**WORK ORDER A**
Answer these questions from the long-term governance passage, one line each:
(i) What does the passage say about the other two objectives if IO3 is not achieved?
(ii) What is IO4?
(iii) Which three determinants of political short-termism does the passage name?
**WORK ORDER B**
Transcribe the long-term governance passage word for word, between "In order to address" and "decision making processes.", inclusive.

**SOURCE DOCUMENT**
########################################

The achievement of these intermediate objectives increments the probability that humanity will survive by lowering the probability or the severity of existential risks. Though it is not logically necessary for all intermediate objectives to be achieved in order to fulfill this goal, it is difficult to imagine a secure world otherwise. In particular, if IO3 is not achieved, then the degree to which the other two objectives must be fulfilled is necessarily extremely high.

Protecting and advancing the interests of all

One of the most unpleasant scenarios to imagine for humanity’s future is one in which extreme suffering is a permanent fact of life, facilitated perhaps by advanced technology or the lock-in of totalitarian institutions. Caring for the long-term entails ensuring that we can avoid the pathologies that have plagued human civilization for millennia: the exploitation and marginalization of large groups of people and the imposition of the will of a small group by overwhelming force. These suggests two additional intermediate objectives:

  • IO4. Protection from harm and exploitation through well-functioning, inclusive institutions
  • IO5. Inclusive progress through well-functioning, inclusive political institutions

If these intermediate objectives can be approached via robust, long-lived institutions, long-term vision elements two and three (LTV2 & LTV3) can be securely achieved.

Short-term objectives

We now consider the short-term objectives that we should aim for in the coming years and decades. These are objectives that should help get us to the intermediate objectives. We start by considering solutions to political short-termism and how these could take us towards the intermediate objectives.

Solving political short-termism

Full solutions to political short-termism will need to address each of the determinants of political short-termism (epistemic, motivational and institutional). In short, through institutional reforms, we need to make policy makers better informed and more motivated to take long-term consequences into account and to remove institutional barriers to long-term governance.

In order to address the epistemic determinants, we need the relevant knowledge to be integrated into key long-term governance systems, such as national governments and important international organizations including the United Nations. However, there are significant open questions as to what the “relevant knowledge” is. It is therefore essential both that learning on these topics continues and that the resulting knowledge is communicated credibly to policy makers so that policy makers integrate it into their reasoning and decision making processes.

Effective, credible communication of important lessons (new or old) could have implications for the motivational determinants of political short-termism in two ways. Firstly, such communication could directly motivate policymakers to take the long-term into account to a greater extent, for example, by making the needs of future generations more salient. Secondly, such communication could influence the opinion of policymakers’ constituents in a similar fashion, providing indirect incentives for policymakers to take the long-term into account to a greater extent. More broadly, the motivational determinants of political short-termism may be best addressed by improving the political incentives around long-term governance, either by addressing the institutional determinants of political short-termism or indirectly (e.g. by influencing public opinion). In particular, we would like to see stronger incentives to assess future policy impacts and, especially, to manage existential risks.

########################################

**GIVEN DATA**
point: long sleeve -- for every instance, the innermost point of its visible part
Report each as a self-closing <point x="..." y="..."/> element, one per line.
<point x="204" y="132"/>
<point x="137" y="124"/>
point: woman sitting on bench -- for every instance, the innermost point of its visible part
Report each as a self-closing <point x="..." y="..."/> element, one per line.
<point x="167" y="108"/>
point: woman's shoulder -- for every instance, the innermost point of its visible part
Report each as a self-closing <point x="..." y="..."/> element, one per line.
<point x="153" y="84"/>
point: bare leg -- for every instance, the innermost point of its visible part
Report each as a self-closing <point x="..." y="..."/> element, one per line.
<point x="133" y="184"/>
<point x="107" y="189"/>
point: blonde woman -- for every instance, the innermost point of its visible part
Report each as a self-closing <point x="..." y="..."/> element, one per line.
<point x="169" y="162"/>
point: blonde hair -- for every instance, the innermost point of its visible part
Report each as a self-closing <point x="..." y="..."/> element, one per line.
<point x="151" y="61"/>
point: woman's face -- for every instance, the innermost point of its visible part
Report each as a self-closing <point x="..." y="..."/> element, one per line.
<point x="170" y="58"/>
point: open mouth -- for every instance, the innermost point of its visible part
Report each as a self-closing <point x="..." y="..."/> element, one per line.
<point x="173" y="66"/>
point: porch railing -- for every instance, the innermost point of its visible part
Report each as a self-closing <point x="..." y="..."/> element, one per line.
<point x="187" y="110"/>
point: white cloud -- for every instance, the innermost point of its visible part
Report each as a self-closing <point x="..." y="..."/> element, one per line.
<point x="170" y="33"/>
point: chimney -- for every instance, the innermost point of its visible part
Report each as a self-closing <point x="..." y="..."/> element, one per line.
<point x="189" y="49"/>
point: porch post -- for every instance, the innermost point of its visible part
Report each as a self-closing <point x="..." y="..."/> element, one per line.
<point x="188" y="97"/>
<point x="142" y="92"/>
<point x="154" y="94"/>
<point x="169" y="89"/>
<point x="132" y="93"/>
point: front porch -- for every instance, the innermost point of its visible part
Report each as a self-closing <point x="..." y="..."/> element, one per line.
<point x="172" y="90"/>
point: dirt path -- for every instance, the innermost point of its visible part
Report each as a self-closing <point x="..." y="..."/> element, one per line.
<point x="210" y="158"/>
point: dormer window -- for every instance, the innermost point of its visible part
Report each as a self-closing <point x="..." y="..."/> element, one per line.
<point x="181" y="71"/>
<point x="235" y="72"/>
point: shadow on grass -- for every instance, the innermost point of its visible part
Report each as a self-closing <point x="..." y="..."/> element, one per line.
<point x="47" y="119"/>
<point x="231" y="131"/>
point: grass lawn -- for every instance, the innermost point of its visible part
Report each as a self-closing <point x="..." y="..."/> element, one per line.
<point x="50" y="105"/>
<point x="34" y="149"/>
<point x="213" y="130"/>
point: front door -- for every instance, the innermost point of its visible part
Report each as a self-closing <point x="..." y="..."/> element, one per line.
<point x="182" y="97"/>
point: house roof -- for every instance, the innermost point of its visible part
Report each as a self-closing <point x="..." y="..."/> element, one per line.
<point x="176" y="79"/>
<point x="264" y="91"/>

########################################

**RESULT A**
(i) The degree to which they must be fulfilled is necessarily extremely high.
(ii) Protection from harm and exploitation through well-functioning, inclusive institutions.
(iii) Epistemic, motivational and institutional.

**RESULT B**
In order to address the epistemic determinants, we need the relevant knowledge to be integrated into key long-term governance systems, such as national governments and important international organizations including the United Nations. However, there are significant open questions as to what the “relevant knowledge” is. It is therefore essential both that learning on these topics continues and that the resulting knowledge is communicated credibly to policy makers so that policy makers integrate it into their reasoning and decision making processes.